The problem is people just don't give a damn. They're sheeple. Like sheep... they're herded rather easily but they have things others (the "bad guys") want like social security numbers, credit card information and passwords. It wouldn't be so bad if we could just charge them the idiot tax and move on but banks and credit cards and even our government have been passing their stupidity to the rest of us who are smart enough to figure this out. How you ask? Have you seen your bank fees lately? They're skyrocketing because of the rising costs of fraud, and banks continue to "put your money back if you get your (virtual) pocket picked)" - even if it's your own fault?!

I can make my peace with people being careless with their own property but unfortunately this is a social commune - where your stupidity translates into higher interest rates, fees, and less services for me. So naturally sentiment for this is turned against the evil hackers who are out to steal our lives because they're bad. Well... what most of you that make this argument miss is that these types of things have existed in real-life for centuries and they haven't bankrupted society (yet) beacuse people eventually got wise to the schemes... usually. What's mind-boggling is that in the digital world people still fail to see how "security" matters.

How can this be any worse? The fact that companies have adopted this same moronic mentality. I can't take it anymore, I want to smash my head into a wall every time someone at a major Fortune 1,000 company tells me that they don't need to do Web App Sec because they "don't take payments over the web"... how is that the only way that security has stuck in people's minds? Forget the network security ... we've had that figured out and are now reaping diminishing returns... have been for the last ~2-3 years... web apps are the main target now, I don't need Gartner or IDC to tell me that, do you?

Then there's the PCI-DSS... and while I love all my friends who are gurus in this space (you know who you are) this has become the absolute minimum requirement now... "do you do everything on this PCI-DSS checklist?"... which is bullsh** and we all know it but it keeps the lawyers on their leashes and makes the risk people happy until something catastrophic happens (ahem... you twits at Heartland Payment Systems) and then you sue the people who audited you? Really? You shop around for the cheapest, least-intrusive PCI auditor who will give you a passing grade with the least amount of effort and you wonder why you're making headlines? Can we stop and think for just one stupid second?

Then there's the whole point of why I'm at this stage of delerium... with the best-effort I make every day (and many of you are in the same boat)... bailing water as fast as possible - saving people and companies from their own ignorance and stupidity - everything I do to protect you has already been beaten like a red-headed step-child. Twice. Except now there are scripts for beating any security measures we may have... and the basic concepts and premises we base our careers on are shot. We're bailing water from a sinking boat when the boat is already under water.

What do you do when you've forced (beaten...) your users into compliance with security policy, you have anti-malware on every desktop, locked-down admin rights, carefully filtered web ingress/egress traffic, tight firewall rules and network security devices (IPS/WAF/what_ever) and everything is fully patched... then one of your users visits a legitimate web site and within 30 seconds is trojaned with a ring-0 trojan that completely and utterly devastates the machine. Sucking down passwords, critical data and setting up cover channels into your network without even tripping Vista's built-in protective measures. Yes... I know it's possible, for a fact. Quote me.

Data extract:
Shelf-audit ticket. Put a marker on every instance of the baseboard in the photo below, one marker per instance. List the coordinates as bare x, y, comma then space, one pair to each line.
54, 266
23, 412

To be done:
a – Repeat the part of the post about security starting at "Then there's the PCI-DSS..." and ending at "one stupid second?".
b – Answer these questions from the post about security:
(i) What does it say is causing bank fees to skyrocket?
(ii) What reason do people at major Fortune 1,000 companies give for not needing Web App Sec?
(iii) How soon after visiting a legitimate web site is the user in the final scenario trojaned?
The listing has nothing to do with the post about security.

Solutions to the problems:
a –
Then there's the PCI-DSS... and while I love all my friends who are gurus in this space (you know who you are) this has become the absolute minimum requirement now... "do you do everything on this PCI-DSS checklist?"... which is bullsh** and we all know it but it keeps the lawyers on their leashes and makes the risk people happy until something catastrophic happens (ahem... you twits at Heartland Payment Systems) and then you sue the people who audited you? Really? You shop around for the cheapest, least-intrusive PCI auditor who will give you a passing grade with the least amount of effort and you wonder why you're making headlines? Can we stop and think for just one stupid second?

b –
(i) The rising costs of fraud.
(ii) They "don't take payments over the web."
(iii) Within 30 seconds.